> **DESCRIPTION OF THE TASK**
Identify every line in the items below that contains the string "dandelion", treating uppercase and lowercase as different, and copy each of those lines.
━━━━
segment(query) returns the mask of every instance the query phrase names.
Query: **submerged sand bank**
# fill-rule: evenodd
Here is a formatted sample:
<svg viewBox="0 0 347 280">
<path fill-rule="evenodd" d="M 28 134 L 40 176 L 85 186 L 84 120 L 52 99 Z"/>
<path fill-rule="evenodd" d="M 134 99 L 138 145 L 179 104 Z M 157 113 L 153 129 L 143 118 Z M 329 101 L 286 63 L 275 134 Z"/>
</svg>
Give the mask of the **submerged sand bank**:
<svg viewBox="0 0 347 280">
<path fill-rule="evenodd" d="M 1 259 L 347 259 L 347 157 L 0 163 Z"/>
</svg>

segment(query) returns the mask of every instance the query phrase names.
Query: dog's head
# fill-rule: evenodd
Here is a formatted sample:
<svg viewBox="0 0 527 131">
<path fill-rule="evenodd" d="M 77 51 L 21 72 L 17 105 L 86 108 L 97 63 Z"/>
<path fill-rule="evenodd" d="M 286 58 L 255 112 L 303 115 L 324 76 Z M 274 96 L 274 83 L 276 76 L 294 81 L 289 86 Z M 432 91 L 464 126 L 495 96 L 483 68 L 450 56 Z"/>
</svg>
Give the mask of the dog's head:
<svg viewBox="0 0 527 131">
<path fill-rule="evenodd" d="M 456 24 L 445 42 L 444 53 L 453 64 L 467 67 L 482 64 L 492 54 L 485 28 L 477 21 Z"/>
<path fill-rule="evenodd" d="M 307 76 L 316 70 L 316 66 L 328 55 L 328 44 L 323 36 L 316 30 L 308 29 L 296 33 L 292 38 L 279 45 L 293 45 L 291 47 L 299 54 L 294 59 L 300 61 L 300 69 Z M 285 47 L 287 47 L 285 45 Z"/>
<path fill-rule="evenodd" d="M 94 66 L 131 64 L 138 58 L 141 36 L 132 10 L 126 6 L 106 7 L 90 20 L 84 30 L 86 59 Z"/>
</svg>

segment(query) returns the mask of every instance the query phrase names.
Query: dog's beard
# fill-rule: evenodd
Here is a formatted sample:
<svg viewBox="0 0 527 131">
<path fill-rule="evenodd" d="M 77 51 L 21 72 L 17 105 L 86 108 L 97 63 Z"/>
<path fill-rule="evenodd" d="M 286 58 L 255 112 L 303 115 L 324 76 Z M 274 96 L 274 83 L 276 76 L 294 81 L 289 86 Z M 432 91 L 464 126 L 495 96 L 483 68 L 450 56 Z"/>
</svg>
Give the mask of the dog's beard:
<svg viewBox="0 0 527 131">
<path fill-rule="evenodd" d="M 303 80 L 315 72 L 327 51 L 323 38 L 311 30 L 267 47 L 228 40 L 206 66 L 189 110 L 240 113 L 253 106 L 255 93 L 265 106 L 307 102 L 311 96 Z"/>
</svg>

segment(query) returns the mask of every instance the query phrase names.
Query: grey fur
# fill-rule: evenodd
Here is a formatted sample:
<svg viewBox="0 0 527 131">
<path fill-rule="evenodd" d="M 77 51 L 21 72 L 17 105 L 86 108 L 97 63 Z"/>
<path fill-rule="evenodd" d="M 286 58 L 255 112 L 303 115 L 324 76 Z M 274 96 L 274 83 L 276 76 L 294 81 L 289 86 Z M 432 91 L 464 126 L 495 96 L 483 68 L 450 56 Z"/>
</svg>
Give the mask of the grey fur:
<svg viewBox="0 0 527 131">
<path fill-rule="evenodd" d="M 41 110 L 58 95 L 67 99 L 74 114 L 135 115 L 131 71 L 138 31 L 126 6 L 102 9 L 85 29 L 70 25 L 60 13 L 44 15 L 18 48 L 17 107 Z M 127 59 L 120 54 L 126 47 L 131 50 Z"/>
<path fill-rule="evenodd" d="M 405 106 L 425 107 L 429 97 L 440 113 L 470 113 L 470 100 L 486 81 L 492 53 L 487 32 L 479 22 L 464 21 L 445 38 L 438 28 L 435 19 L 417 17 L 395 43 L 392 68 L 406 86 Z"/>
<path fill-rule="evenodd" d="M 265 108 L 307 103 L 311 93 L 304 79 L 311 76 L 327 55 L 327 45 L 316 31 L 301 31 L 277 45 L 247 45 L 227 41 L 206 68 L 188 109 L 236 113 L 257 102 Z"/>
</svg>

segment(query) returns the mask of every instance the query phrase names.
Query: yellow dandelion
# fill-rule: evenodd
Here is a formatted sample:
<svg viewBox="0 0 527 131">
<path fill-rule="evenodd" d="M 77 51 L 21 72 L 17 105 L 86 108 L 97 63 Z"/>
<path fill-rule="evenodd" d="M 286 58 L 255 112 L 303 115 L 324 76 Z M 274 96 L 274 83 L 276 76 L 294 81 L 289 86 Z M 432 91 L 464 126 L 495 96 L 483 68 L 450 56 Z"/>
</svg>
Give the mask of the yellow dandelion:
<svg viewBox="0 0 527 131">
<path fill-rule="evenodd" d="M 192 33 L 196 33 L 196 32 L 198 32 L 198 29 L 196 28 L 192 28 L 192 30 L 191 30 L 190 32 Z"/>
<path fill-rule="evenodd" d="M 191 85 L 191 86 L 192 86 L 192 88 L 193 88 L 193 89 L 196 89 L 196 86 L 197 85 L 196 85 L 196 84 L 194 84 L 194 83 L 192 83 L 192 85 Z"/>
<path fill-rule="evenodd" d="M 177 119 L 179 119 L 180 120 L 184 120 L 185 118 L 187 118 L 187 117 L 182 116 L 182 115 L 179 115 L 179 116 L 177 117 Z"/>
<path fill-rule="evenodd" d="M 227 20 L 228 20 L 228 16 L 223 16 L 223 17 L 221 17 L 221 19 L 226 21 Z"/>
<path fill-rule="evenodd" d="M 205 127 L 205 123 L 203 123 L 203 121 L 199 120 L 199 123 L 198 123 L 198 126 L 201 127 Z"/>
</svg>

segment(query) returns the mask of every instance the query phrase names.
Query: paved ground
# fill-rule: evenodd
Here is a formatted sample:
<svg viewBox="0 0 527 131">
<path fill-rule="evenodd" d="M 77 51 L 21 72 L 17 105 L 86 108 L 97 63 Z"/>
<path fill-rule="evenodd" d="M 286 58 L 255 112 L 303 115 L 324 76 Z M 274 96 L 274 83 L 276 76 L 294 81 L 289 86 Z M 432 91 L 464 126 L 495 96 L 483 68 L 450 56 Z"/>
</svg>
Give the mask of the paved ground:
━━━━
> **FULL ANSWER**
Query: yellow dandelion
Give the mask of the yellow dandelion:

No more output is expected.